Could you write out the rows again, from the beginning of the rows through the line containing "[[112, 255], [150, 236], [596, 203], [513, 193]]", inclusive, with every coordinate in the answers scaled by 2.3 and rounded to whole numbers, halves rounding up? Keep the requests unchanged.

══ Excerpted records ══

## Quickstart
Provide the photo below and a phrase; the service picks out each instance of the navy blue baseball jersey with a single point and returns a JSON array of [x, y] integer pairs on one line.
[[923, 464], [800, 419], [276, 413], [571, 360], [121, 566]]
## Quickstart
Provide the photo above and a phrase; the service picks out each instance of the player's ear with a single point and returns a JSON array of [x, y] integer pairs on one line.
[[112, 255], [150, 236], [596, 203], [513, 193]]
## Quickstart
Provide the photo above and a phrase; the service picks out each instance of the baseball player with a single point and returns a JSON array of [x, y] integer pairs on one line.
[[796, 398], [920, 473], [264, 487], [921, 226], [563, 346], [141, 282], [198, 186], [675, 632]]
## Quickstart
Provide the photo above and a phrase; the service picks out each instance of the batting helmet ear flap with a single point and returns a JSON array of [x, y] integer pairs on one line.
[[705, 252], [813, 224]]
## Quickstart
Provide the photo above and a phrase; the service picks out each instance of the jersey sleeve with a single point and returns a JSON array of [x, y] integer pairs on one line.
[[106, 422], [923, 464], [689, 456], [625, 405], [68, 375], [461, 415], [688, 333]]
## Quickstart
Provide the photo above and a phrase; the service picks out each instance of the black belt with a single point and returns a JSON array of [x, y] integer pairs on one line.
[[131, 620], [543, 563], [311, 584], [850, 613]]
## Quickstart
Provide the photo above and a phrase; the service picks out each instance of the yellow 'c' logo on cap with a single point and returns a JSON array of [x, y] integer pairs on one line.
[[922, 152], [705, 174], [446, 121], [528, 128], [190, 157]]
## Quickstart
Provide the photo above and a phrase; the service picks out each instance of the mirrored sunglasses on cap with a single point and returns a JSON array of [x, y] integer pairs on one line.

═══

Final answer
## Quickstart
Provide the photo below and a phrase; the service picks out each instance of the navy blue baseball jersey with a single point and returns a JSON array of [x, y] integer pairs on one line.
[[2123, 1067], [1840, 964], [635, 950], [1313, 828], [278, 1302]]
## Quickstart
Provide the photo above and a phrase; the service picks out each instance of the player's ear with a single point and returns a JSON array of [x, y] integer pairs on one line.
[[258, 587], [345, 543], [1371, 467], [1180, 444]]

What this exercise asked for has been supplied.